SOURCE EXTRACT.
===

Oh, it looks like it's on. Oh, my goodness so it looks like it's on a river, are you kind of?

Speaker 3:

yeah, rio, it's a series of natural pools. Wow, the picture that popped up. I was like it actually looks like that. It actually looks like that.

Speaker 1:

You know what's funny? Someone just told me in Arizona there's a place called uh Havasupai. I have a soup pie P-A-I. It reminds me of that. It's exactly like that Um, desert-y, but then this teal aqua pools with they have waterfalls. I haven't looked at the pictures yet, but I'm getting these are.

Speaker 3:

these are more shallow pools that you can kind of go in and and swim around and but um yeah Havasupai. Uh yeah, so that's a whole area of the country called Coban. It's also kind of in the Northern area and then the kind of I think it's kind of the crown jewel is the is Lake Atitlan, a-t-i-t-l-a-n, and that's like that's where you go and you accidentally stay for three months because it's like little town after little town after little town, um, all sorts of cute cafes and gorgeous Airbnb's and uh the shopping.

Speaker 3:

You can like install there and uh and and stay awhile. I think the first time I went we went for like a weekend and I ended up staying like three weeks, but it's pretty magical.

Speaker 1:

I'm trying to look at, oh here, okay, lake Atitlan. Yeah, I'm not picking it up right now, oh, it's beautiful. Well, the the photo I have here. Let's take it the one. It's just this pier, this little janky pier, and just flat water, uh, with a boat, and just volcanoes.

===

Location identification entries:
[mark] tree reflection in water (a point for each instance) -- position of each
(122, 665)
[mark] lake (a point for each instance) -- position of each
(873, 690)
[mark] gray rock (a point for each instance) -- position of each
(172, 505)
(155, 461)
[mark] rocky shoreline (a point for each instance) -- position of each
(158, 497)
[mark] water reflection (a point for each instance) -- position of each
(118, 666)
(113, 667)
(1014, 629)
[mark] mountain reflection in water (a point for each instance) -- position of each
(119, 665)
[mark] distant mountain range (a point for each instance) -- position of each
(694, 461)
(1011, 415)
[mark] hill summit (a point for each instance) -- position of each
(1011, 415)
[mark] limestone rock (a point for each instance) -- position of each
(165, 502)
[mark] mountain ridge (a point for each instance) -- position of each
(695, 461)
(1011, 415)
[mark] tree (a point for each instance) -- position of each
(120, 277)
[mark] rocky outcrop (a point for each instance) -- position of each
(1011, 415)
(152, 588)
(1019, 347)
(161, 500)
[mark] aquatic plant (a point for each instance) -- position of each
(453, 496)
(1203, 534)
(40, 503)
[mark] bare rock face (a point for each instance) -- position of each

===

DIRECTIONS.
(a) In the conversation transcript, what does Speaker 3 call the crown jewel of the region?
(b) Please arrange the part of the entries that runs from the line containing "[mark] tree (a" through the last line of the entries as a JSON list of strings, one per line, with blank lines left out.
The conversation transcript and the entries are unrelated material.

SOLUTIONS BELOW.
(a) Lake Atitlan

(b)
[
  "[mark] tree (a point for each instance) -- position of each",
  "(120, 277)",
  "[mark] rocky outcrop (a point for each instance) -- position of each",
  "(1011, 415)",
  "(152, 588)",
  "(1019, 347)",
  "(161, 500)",
  "[mark] aquatic plant (a point for each instance) -- position of each",
  "(453, 496)",
  "(1203, 534)",
  "(40, 503)",
  "[mark] bare rock face (a point for each instance) -- position of each"
]